--- Selected text Enclosed Below ---

Ukrainian architect, public figure (1848–1921)

Vasyl Nahirnyi (Василь Степанович Нагірний; 11 January 1848 – 25 February 1921) was a Ukrainian architect, public figure.

==Biography==
Vasyl Nahirnyi was born on 11 January 1848 in Hirne, now the Hrabovets-Duliby rural hromada of Stryi Raion, Lviv Oblast, Ukraine.

In 1871 he graduated from the Lviv Technical Academy, and in 1875 from the Fédérale Polytechnique de Lausanne. Nahirnyi lived in Zurich, worked in design offices and government agencies in Switzerland.

From 1882 in Lviv. He co-founded societies, including "Narodna Torhivlia" (1883), "Zoria" (1884), "Dnister" (1892), "Sokil" (1894), "Narodna Hostynytisa", and the Society for the Development of Rus' Art (1898, together with Ivan Trush, Mykhailo Hrushevsky and Yuliian Pankevych). In 1885-1890 he was the editor-in-chief of the newspaper "Batkivshchyna".

===Family===
Father of architect Yevhen Nahirnyi, great-grandfather of singer Kvitka Cisyk.

==Works==
In 1898 he participated in the "First Rus' exhibition of art", where he presented his architectural works.

The author of more than 200 churches (mostly brick), with forms of neo-Romantic and neo-Byzantine styles and techniques of folk wooden architecture. From 1905 he worked together with his son Yevhen.

Nahirnyi is also the author of the People's House in Borshchiv, Ternopil Oblast (1908).

==Memorials==
On 30 December 2018, a monument to Vasyl Nahirnyi was unveiled in his native village.

==Sources==
- Бобош Г. Стежками життя та творчості Василя Нагірного (1848 — 1921) // Народознавчі Зошити. — Львів: Інститут народознавства НАН України, 2000. — No. 2. — S. 347–355.
- Слободян В. Церкви Василя Нагірного // Вісник інституту "Укрзахідпроектреставрація". 1994. No. 2.
- Лев Х., Слободян В., Філевич Н. 100 церков Нагірних. Ч. 1: Церкви В. Нагірного. Л., 2013.
- Нагірний В. З моїх споминів . — Львів, 1935.

--- End of Enclosed Selected text ---
--- Data shown Enclosed Below ---

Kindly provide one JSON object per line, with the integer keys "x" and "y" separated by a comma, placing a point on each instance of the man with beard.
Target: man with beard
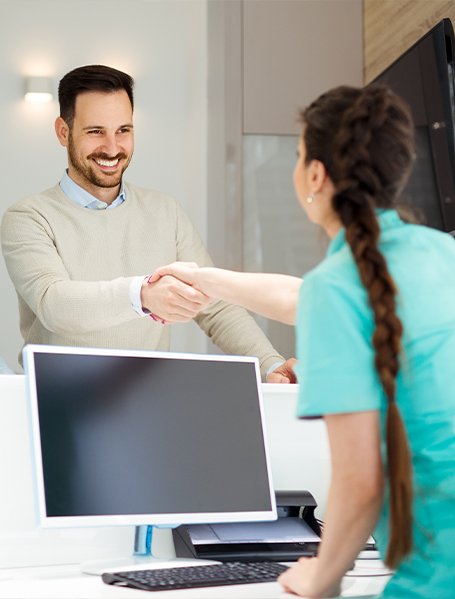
{"x": 80, "y": 253}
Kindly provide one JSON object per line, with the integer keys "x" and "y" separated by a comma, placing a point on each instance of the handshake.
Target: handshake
{"x": 179, "y": 291}
{"x": 175, "y": 293}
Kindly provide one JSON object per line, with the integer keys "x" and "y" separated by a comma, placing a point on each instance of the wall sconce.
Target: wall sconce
{"x": 38, "y": 89}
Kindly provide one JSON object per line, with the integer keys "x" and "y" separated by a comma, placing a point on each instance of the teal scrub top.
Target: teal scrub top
{"x": 337, "y": 375}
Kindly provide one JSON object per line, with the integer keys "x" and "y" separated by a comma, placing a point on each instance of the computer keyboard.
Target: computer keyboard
{"x": 187, "y": 577}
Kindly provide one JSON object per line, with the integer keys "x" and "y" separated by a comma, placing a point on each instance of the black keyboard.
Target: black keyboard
{"x": 187, "y": 577}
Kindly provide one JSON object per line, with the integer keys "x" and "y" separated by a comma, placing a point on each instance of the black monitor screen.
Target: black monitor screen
{"x": 174, "y": 438}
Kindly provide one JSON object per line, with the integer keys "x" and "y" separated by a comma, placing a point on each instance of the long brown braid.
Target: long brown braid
{"x": 364, "y": 137}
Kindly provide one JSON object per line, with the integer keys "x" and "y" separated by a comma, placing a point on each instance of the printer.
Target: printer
{"x": 294, "y": 534}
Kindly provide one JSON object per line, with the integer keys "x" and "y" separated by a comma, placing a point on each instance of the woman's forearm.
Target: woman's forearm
{"x": 356, "y": 490}
{"x": 271, "y": 295}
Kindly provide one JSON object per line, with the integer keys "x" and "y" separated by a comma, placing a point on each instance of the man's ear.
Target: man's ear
{"x": 62, "y": 131}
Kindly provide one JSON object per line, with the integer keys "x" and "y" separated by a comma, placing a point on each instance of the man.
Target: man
{"x": 79, "y": 253}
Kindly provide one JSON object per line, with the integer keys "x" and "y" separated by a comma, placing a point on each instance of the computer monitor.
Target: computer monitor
{"x": 135, "y": 437}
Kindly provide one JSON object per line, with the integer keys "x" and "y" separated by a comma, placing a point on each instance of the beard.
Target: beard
{"x": 88, "y": 172}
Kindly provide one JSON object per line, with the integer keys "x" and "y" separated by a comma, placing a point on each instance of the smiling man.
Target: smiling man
{"x": 80, "y": 253}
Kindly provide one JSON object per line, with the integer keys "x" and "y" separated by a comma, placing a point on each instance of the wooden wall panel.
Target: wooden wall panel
{"x": 392, "y": 26}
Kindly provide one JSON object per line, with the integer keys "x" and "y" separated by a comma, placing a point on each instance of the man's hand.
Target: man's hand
{"x": 305, "y": 579}
{"x": 172, "y": 300}
{"x": 284, "y": 373}
{"x": 184, "y": 271}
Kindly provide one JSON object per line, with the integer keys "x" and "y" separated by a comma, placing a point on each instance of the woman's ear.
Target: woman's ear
{"x": 317, "y": 175}
{"x": 62, "y": 131}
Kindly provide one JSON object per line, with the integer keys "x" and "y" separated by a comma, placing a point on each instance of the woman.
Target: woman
{"x": 375, "y": 347}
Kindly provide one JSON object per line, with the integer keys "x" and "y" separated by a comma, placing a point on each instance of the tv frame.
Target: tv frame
{"x": 158, "y": 519}
{"x": 430, "y": 92}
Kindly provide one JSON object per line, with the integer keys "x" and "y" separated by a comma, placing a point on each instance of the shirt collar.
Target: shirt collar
{"x": 387, "y": 220}
{"x": 80, "y": 196}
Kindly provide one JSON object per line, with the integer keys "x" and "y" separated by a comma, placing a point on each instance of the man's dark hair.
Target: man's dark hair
{"x": 91, "y": 78}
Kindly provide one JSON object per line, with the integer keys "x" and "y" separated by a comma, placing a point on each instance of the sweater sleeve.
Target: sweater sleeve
{"x": 41, "y": 280}
{"x": 230, "y": 327}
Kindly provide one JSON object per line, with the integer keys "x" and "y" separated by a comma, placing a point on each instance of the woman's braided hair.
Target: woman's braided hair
{"x": 364, "y": 138}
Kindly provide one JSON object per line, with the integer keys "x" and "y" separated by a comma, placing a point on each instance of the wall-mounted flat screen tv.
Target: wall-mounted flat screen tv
{"x": 424, "y": 77}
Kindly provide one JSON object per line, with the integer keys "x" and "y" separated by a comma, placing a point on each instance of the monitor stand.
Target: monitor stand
{"x": 142, "y": 557}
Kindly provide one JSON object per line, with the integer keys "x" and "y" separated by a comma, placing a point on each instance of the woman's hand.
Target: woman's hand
{"x": 306, "y": 580}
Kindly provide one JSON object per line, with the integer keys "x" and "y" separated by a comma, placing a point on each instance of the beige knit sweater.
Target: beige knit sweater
{"x": 72, "y": 270}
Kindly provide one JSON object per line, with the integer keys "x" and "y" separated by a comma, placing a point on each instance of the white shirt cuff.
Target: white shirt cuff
{"x": 135, "y": 295}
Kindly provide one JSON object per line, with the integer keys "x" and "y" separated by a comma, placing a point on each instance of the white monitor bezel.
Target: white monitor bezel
{"x": 170, "y": 520}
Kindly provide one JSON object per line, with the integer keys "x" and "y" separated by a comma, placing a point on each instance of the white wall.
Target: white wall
{"x": 162, "y": 44}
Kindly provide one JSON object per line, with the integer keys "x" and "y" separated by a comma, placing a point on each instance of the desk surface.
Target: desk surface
{"x": 66, "y": 582}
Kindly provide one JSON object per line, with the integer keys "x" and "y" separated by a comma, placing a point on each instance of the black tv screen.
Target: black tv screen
{"x": 424, "y": 77}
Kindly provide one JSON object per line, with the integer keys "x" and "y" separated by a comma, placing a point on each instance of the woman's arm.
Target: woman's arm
{"x": 271, "y": 295}
{"x": 354, "y": 502}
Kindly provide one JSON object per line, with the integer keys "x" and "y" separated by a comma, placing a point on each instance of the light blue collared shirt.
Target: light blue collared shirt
{"x": 83, "y": 198}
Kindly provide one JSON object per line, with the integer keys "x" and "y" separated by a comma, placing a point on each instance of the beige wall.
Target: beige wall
{"x": 392, "y": 26}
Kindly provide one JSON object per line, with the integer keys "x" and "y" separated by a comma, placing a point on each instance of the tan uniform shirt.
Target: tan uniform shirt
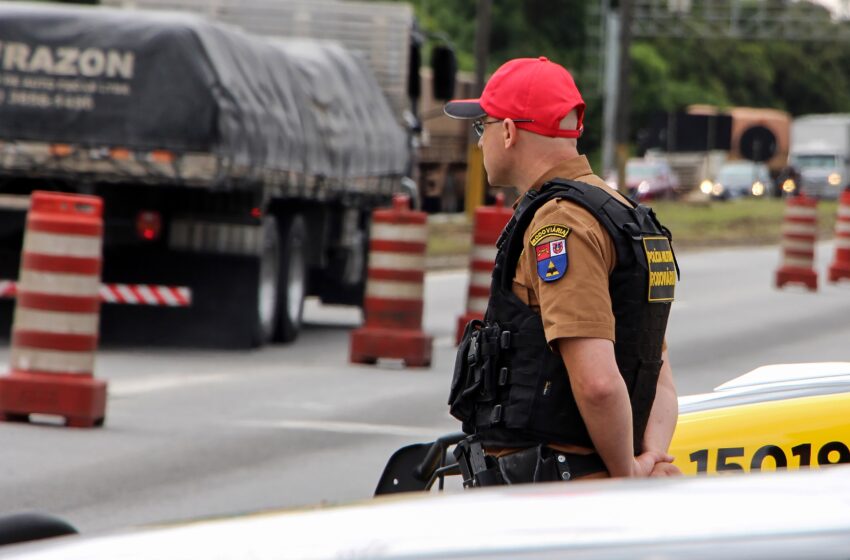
{"x": 577, "y": 302}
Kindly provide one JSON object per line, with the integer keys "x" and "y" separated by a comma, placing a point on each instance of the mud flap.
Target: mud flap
{"x": 400, "y": 473}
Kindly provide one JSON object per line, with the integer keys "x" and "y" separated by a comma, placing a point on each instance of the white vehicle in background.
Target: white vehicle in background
{"x": 737, "y": 179}
{"x": 820, "y": 153}
{"x": 650, "y": 179}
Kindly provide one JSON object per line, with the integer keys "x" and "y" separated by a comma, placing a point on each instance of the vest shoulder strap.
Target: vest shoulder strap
{"x": 617, "y": 218}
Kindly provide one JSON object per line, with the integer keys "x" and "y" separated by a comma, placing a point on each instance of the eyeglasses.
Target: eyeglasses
{"x": 478, "y": 126}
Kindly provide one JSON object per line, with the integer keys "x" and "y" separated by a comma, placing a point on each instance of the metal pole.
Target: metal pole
{"x": 623, "y": 96}
{"x": 482, "y": 43}
{"x": 476, "y": 181}
{"x": 609, "y": 109}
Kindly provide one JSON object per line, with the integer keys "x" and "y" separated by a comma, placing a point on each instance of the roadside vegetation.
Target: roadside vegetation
{"x": 735, "y": 222}
{"x": 695, "y": 225}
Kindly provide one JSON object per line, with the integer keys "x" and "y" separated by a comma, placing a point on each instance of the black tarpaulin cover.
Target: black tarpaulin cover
{"x": 146, "y": 81}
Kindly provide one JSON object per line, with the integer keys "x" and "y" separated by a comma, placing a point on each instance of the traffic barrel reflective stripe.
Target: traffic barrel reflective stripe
{"x": 394, "y": 289}
{"x": 488, "y": 223}
{"x": 55, "y": 328}
{"x": 122, "y": 294}
{"x": 799, "y": 233}
{"x": 840, "y": 267}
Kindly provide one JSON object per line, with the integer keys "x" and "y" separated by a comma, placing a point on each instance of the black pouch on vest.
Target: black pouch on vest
{"x": 464, "y": 384}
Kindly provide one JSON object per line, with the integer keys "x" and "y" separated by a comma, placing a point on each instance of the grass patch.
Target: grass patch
{"x": 694, "y": 225}
{"x": 735, "y": 222}
{"x": 449, "y": 235}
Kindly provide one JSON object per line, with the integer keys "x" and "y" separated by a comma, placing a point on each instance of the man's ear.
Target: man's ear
{"x": 510, "y": 135}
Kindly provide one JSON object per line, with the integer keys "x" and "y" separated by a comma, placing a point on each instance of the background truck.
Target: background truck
{"x": 389, "y": 39}
{"x": 238, "y": 173}
{"x": 820, "y": 153}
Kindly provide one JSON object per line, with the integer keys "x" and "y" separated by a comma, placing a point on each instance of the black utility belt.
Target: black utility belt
{"x": 542, "y": 463}
{"x": 534, "y": 464}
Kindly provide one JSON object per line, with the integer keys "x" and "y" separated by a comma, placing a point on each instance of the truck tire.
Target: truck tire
{"x": 268, "y": 287}
{"x": 293, "y": 279}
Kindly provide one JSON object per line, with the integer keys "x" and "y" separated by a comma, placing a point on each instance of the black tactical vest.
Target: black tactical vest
{"x": 509, "y": 386}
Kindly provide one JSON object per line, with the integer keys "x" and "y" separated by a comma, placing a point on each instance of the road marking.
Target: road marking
{"x": 132, "y": 387}
{"x": 346, "y": 427}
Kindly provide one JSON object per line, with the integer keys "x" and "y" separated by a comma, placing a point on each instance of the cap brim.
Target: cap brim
{"x": 464, "y": 109}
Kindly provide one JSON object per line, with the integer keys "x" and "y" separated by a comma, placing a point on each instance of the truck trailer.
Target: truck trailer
{"x": 820, "y": 154}
{"x": 238, "y": 173}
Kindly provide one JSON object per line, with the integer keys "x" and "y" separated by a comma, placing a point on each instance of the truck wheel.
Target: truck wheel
{"x": 293, "y": 279}
{"x": 268, "y": 289}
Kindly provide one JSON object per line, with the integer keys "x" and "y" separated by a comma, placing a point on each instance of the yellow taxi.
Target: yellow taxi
{"x": 792, "y": 416}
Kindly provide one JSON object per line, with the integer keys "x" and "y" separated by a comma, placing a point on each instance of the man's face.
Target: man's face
{"x": 492, "y": 145}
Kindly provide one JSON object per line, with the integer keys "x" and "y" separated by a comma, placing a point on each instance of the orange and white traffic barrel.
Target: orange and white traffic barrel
{"x": 55, "y": 328}
{"x": 394, "y": 289}
{"x": 487, "y": 226}
{"x": 799, "y": 233}
{"x": 840, "y": 268}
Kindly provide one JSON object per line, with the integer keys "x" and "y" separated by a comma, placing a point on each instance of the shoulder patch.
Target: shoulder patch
{"x": 552, "y": 230}
{"x": 550, "y": 247}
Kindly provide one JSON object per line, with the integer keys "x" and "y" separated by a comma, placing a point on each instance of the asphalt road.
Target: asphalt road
{"x": 199, "y": 433}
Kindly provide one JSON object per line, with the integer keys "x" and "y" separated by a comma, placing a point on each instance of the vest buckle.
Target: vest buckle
{"x": 505, "y": 340}
{"x": 496, "y": 415}
{"x": 474, "y": 351}
{"x": 503, "y": 376}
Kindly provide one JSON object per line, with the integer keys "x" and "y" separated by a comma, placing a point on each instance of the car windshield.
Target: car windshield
{"x": 641, "y": 170}
{"x": 815, "y": 161}
{"x": 738, "y": 173}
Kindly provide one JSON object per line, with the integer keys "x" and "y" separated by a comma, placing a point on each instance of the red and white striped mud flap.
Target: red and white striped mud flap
{"x": 128, "y": 294}
{"x": 146, "y": 294}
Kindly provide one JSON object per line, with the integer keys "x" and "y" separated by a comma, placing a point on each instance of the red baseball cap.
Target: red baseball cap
{"x": 533, "y": 89}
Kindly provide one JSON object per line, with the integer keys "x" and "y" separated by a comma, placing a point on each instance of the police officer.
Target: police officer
{"x": 568, "y": 374}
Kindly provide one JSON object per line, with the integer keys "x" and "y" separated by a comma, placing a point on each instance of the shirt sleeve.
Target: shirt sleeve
{"x": 576, "y": 303}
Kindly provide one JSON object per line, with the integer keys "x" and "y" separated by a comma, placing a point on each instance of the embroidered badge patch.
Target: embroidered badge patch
{"x": 552, "y": 259}
{"x": 662, "y": 268}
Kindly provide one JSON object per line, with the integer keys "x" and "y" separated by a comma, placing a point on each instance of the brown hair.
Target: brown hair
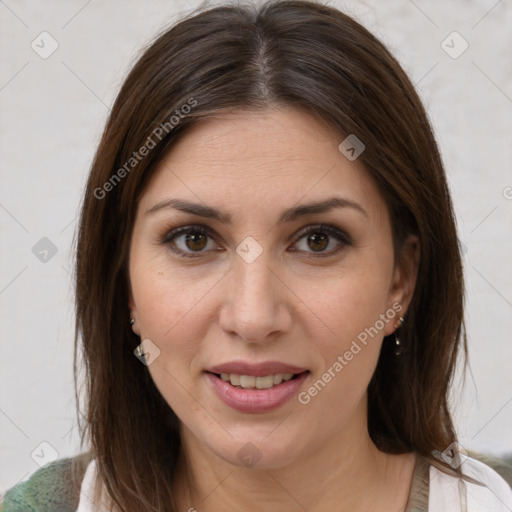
{"x": 293, "y": 53}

--- End of Enclosed Data shown ---

Please transcribe the part of the Vasyl Nahirnyi text that begins with the words containing "Ukrainian architect, public figure (1848–1921)" and ends with "agencies in Switzerland.". The records play no part in this work.

-- The completed task --
Ukrainian architect, public figure (1848–1921)

Vasyl Nahirnyi (Василь Степанович Нагірний; 11 January 1848 – 25 February 1921) was a Ukrainian architect, public figure.

==Biography==
Vasyl Nahirnyi was born on 11 January 1848 in Hirne, now the Hrabovets-Duliby rural hromada of Stryi Raion, Lviv Oblast, Ukraine.

In 1871 he graduated from the Lviv Technical Academy, and in 1875 from the Fédérale Polytechnique de Lausanne. Nahirnyi lived in Zurich, worked in design offices and government agencies in Switzerland.